— WORK TO DO —
Write out every line of the items below, with no changes.

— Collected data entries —
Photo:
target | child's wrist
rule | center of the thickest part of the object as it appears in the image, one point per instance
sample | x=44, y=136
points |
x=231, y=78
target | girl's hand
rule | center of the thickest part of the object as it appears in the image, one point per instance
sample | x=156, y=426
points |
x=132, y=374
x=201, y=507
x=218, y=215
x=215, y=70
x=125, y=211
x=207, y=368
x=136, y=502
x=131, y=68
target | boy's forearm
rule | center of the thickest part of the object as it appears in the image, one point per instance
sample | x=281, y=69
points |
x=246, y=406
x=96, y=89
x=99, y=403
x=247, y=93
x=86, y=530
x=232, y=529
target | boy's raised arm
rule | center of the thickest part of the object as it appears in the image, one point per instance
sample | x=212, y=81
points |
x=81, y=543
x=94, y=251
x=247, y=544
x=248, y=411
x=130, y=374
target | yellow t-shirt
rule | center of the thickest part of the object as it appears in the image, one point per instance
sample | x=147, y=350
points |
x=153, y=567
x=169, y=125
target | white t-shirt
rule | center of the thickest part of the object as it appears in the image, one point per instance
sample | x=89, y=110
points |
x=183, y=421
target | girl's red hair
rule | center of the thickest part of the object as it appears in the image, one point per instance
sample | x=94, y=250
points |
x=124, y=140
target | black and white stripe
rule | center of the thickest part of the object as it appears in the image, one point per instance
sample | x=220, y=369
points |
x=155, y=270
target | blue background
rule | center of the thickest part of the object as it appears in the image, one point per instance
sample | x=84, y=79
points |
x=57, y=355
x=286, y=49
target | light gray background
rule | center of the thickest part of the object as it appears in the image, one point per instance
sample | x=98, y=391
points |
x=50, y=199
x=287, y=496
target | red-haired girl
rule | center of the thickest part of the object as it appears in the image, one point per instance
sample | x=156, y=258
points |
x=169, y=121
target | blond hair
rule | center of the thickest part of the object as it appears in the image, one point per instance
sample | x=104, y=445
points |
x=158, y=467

— ANSWER FOR THE TASK —
Photo:
target | child's wrist
rule | center of the thickest part of the object as it appears in the image, one point per instance
sample | x=44, y=136
points |
x=231, y=78
target | girl's hand
rule | center of the thickest part of the object as it appears in the image, one point per instance
sample | x=156, y=426
points |
x=132, y=374
x=201, y=507
x=218, y=215
x=215, y=70
x=125, y=211
x=207, y=368
x=136, y=502
x=131, y=68
target | boy's forearm
rule | center of the thickest part of the object as it appears in the image, one point per instance
sample | x=281, y=69
points |
x=246, y=406
x=96, y=89
x=99, y=403
x=247, y=93
x=86, y=530
x=232, y=529
target | boy's raised arm
rule | center of the thickest part of the object as it appears in the image, one point per instance
sample | x=212, y=81
points |
x=81, y=543
x=94, y=251
x=247, y=544
x=248, y=411
x=130, y=374
target | yellow t-shirt
rule | center of the thickest part of the object as it appears in the image, one point per instance
sample | x=147, y=350
points |
x=153, y=567
x=169, y=125
target | white t-shirt
rule | center of the thickest part of the object as it appears in the image, one point per instance
sample | x=89, y=110
points |
x=183, y=421
target | girl's red hair
rule | center of the thickest part of the object as it appears in the image, one point per instance
sample | x=94, y=250
points |
x=124, y=140
target | black and white stripe
rule | center of the thickest part of the object as it appears in the image, one point per instance
sample | x=220, y=369
points |
x=155, y=270
target | blue background
rule | center of the thickest part of the object as it appears in the image, one point per instance
sample | x=84, y=79
points |
x=57, y=355
x=286, y=49
target | light gray background
rule | center of the thickest part of the object as it appears in the image, one point per instance
sample | x=98, y=391
points |
x=50, y=199
x=287, y=496
target | red-haired girl
rule | center of the thickest part of the object as it appears in the image, one point per instance
sample | x=156, y=258
points |
x=169, y=121
target | blond hair
rule | center of the thickest part of the object as it appears in the image, one point per instance
sample | x=104, y=445
points |
x=158, y=467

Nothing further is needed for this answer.